REQUIRED WORK: Please render the records below as a JSON list of strings, with one string for each line and any blank lines left out.

___ DATA SHOWN ___

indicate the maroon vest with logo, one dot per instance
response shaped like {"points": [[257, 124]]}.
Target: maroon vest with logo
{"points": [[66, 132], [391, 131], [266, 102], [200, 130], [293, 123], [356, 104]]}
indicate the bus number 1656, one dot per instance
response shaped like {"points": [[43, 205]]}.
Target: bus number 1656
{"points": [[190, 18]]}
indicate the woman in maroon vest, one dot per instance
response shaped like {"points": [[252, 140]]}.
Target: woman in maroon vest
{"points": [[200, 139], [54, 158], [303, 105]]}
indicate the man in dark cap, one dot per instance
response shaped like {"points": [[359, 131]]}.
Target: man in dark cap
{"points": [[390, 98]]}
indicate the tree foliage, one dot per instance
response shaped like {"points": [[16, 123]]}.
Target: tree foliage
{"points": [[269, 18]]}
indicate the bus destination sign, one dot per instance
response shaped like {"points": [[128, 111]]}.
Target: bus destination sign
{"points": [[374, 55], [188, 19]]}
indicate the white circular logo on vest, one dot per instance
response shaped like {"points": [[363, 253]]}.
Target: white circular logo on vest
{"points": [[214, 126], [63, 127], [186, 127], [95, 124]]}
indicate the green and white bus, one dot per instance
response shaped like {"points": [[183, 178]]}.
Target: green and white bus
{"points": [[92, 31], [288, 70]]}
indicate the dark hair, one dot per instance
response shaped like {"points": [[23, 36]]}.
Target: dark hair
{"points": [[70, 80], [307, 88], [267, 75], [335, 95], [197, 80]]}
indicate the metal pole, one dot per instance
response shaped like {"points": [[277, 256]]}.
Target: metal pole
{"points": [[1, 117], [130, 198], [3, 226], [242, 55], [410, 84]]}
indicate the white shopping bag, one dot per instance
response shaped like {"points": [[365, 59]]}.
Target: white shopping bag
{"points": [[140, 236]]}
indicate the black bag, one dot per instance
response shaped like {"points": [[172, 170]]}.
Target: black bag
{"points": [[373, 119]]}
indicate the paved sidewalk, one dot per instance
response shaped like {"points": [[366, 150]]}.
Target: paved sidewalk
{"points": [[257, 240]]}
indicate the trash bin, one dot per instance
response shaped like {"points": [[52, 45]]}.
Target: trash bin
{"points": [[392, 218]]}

___

TASK SOLUTION:
[
  "indicate the maroon vest with logo, one dot per instance",
  "response shaped like {\"points\": [[257, 124]]}.",
  "Target: maroon vest with logo",
  "{\"points\": [[66, 132], [391, 131], [266, 102], [200, 130], [293, 123], [356, 104]]}",
  "indicate the bus number 1656, one dot per instance",
  "response shaped like {\"points\": [[43, 205]]}.",
  "Target: bus number 1656",
  "{\"points\": [[190, 18]]}",
  "indicate the woman in maroon vest, one dot per instance",
  "response shaped like {\"points\": [[252, 140]]}.",
  "Target: woman in maroon vest",
  "{\"points\": [[200, 139], [54, 158], [303, 105]]}",
  "indicate the man in dark cap, one dot per instance",
  "response shaped like {\"points\": [[359, 131]]}.",
  "Target: man in dark cap",
  "{\"points\": [[390, 98]]}",
  "indicate the tree foliage, one dot per instance",
  "response shaped like {\"points\": [[16, 123]]}.",
  "Target: tree foliage",
  "{\"points\": [[269, 18]]}",
  "indicate the bus destination sign, one dot per instance",
  "response shaped like {\"points\": [[128, 111]]}.",
  "Target: bus destination sign",
  "{\"points\": [[374, 55], [188, 19]]}",
  "indicate the white circular logo on vest, one dot per instance",
  "response shaped like {\"points\": [[363, 253]]}.",
  "Target: white circular logo on vest",
  "{\"points\": [[214, 126], [63, 127], [186, 127], [95, 124]]}",
  "indicate the green and white bus, one dot per instance",
  "response shaped like {\"points\": [[183, 178]]}.",
  "Target: green and white bus",
  "{\"points\": [[92, 31], [288, 70]]}",
  "indicate the dark hair, one dot per instance",
  "response shaped like {\"points\": [[23, 36]]}.",
  "Target: dark hair",
  "{\"points\": [[70, 80], [307, 88], [267, 75], [335, 95], [197, 80]]}",
  "indicate the metal pole, one dot per instance",
  "response shaped like {\"points\": [[277, 256]]}.",
  "Target: metal pole",
  "{\"points\": [[1, 117], [130, 198], [3, 226], [242, 55], [410, 84]]}",
  "indicate the white shopping bag, one dot per instance",
  "response shaped like {\"points\": [[365, 59]]}.",
  "Target: white shopping bag",
  "{\"points\": [[140, 236]]}",
  "indicate the black bag, one dot per instance",
  "response shaped like {\"points\": [[172, 170]]}.",
  "Target: black bag",
  "{\"points\": [[373, 119]]}",
  "indicate the paved sidewalk, one dot per instance",
  "response shaped like {\"points\": [[366, 150]]}.",
  "Target: paved sidewalk",
  "{\"points\": [[257, 240]]}",
  "indicate the trash bin, one dot per instance",
  "response shaped like {\"points\": [[52, 45]]}.",
  "Target: trash bin",
  "{\"points\": [[392, 218]]}"
]